PASSAGE SHOWN:

Physics:Magnetic topological insulator

In physics, magnetic topological insulators are three dimensional magnetic materials with a non-trivial topological index protected by a symmetry other than time-reversal.^{[1][2][3][4][5]} This type of material conducts electricity on its outer surface, but its volume behaves like an insulator.^[6]

In contrast with a non-magnetic topological insulator, a magnetic topological insulator can have naturally gapped surface states as long as the quantizing symmetry is broken at the surface. These gapped surfaces exhibit a topologically protected half-quantized surface anomalous Hall conductivity (${\displaystyle e^2/2h}$) perpendicular to the surface. The sign of the half-quantized surface anomalous Hall conductivity depends on the specific surface termination.^[7]

The ${\displaystyle {\mathbb{\mathbb{Z}}}_2}$ classification of a 3D crystalline topological insulator can be understood in terms of the axion coupling ${\displaystyle \theta }$. A scalar quantity that is determined from the ground state wavefunction^[8]

${\displaystyle \theta =-\frac{1}{4\pi }\underset{\mathrm{B}\mathrm{Z}}{\int }{d}^{3}k{ϵ}^{\alpha \beta \gamma }\text{Tr}[{{𝒜}}_{\alpha }{\partial }_{\beta }{{𝒜}}_{\gamma }-i\frac{2}{3}{{𝒜}}_{\alpha }{{𝒜}}_{\beta }{{𝒜}}_{\gamma }]}$ .

GIVEN RECORDS:
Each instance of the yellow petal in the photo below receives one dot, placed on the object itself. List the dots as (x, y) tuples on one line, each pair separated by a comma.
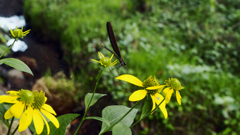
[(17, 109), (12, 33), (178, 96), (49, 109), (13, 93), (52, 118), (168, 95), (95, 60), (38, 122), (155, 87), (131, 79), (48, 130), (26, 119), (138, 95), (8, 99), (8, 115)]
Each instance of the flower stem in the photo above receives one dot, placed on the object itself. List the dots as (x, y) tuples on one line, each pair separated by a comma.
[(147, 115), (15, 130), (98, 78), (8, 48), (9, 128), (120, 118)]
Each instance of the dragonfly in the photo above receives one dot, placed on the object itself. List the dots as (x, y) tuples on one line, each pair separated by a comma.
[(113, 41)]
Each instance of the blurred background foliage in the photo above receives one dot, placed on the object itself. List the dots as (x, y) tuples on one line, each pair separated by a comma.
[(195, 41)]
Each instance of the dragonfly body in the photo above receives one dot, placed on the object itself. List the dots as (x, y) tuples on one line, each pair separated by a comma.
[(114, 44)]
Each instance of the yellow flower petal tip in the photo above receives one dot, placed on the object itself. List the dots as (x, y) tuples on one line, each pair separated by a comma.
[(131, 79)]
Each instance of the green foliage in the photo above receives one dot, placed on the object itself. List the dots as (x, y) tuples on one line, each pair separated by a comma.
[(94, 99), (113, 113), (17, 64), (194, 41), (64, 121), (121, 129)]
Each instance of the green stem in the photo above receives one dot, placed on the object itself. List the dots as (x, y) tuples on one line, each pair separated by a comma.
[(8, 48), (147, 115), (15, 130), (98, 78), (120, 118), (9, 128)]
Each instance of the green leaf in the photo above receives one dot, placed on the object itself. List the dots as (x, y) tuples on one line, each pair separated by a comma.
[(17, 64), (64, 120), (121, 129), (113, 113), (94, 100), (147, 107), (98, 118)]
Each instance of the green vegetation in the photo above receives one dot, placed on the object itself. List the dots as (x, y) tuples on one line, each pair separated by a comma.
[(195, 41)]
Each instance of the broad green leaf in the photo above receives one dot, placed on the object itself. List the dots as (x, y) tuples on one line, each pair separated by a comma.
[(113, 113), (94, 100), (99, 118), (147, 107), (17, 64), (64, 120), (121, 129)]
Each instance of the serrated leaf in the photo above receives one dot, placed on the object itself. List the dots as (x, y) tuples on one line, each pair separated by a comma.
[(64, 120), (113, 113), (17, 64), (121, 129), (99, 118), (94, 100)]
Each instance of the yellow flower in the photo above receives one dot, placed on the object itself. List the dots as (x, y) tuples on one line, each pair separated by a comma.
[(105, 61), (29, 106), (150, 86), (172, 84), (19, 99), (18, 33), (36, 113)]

EXERCISE INSTRUCTIONS:
According to the text on magnetic topological insulators, what determines the sign of the half-quantized surface anomalous Hall conductivity? The rows are not needed for this.

ANSWER FOR THIS EXERCISE:
It depends on the specific surface termination.